Jaką domenę, według poniższego fragmentu o Amazonie i kryptowalutach, firma miała przejąć wcześniej niż adresy amazonethereum.com, amazoncryptocurrency.com i amazoncryptocurrencies.com?

Wybrany fragment:
══════
Kryptowaluty podgrzewają atmosferę coraz bardziej - nie jest to już temat dla wąskiej grupy zainteresowanych, każdego dnia pojawia się w mediach i to tych skierowanych do mas. W jakim kontekście? Można mówić o skrajnościach: od wieszczenia świetlanej przyszłości po przekonywanie, że to bańka, która niebawem pęknie z hukiem. Z jednej strony kolejne firmy czy nawet państwa interesują się tym rozwiązaniem, a ceny bitcoina rosną, z drugiej strony, słyszymy głosy, że słabo zorientowany tłum zapłaci za podjęte ryzyko. W takiej sytuacji musi intrygować fakt, że Amazon rejestruje domeny związane z tematem.
Amazon i kryptowaluty? Wedle niektórych pogłosek firma w końcu uzna je za pełnowartościowy środek płatniczy i wpuści do swojego ekosystemu. Kiedy? Oto jest pytanie: na razie oficjalnie nie ma deklaracji, że korporacja faktycznie wykona taki ruch, można wręcz odnieść wrażenie, że dystansuje się od tych rewelacji. Jeśli jednak firma Bezosa (obecnie najbogatszego człowieka świata) nie planuje takich eksperymentów, dlaczego wykupuje domeny, które wskazują na "romans" z kryptowalutami? Media donoszą, że przedsiębiorstwo zarejestrowało adresy amazonethereum.com, amazoncryptocurrency.com oraz amazoncryptocurrencies.com. Wcześniej miało wejść w posiadanie domeny amazonbitcoin.com. To jasny sygnał?
══════
Przekazany materiał:
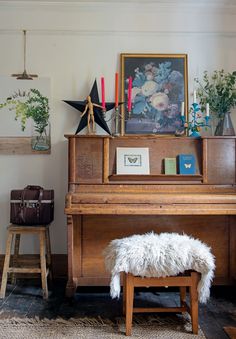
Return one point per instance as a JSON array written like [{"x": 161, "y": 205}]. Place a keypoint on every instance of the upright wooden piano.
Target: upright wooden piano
[{"x": 102, "y": 205}]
══════
Odpowiedź na zadanie: Domenę amazonbitcoin.com.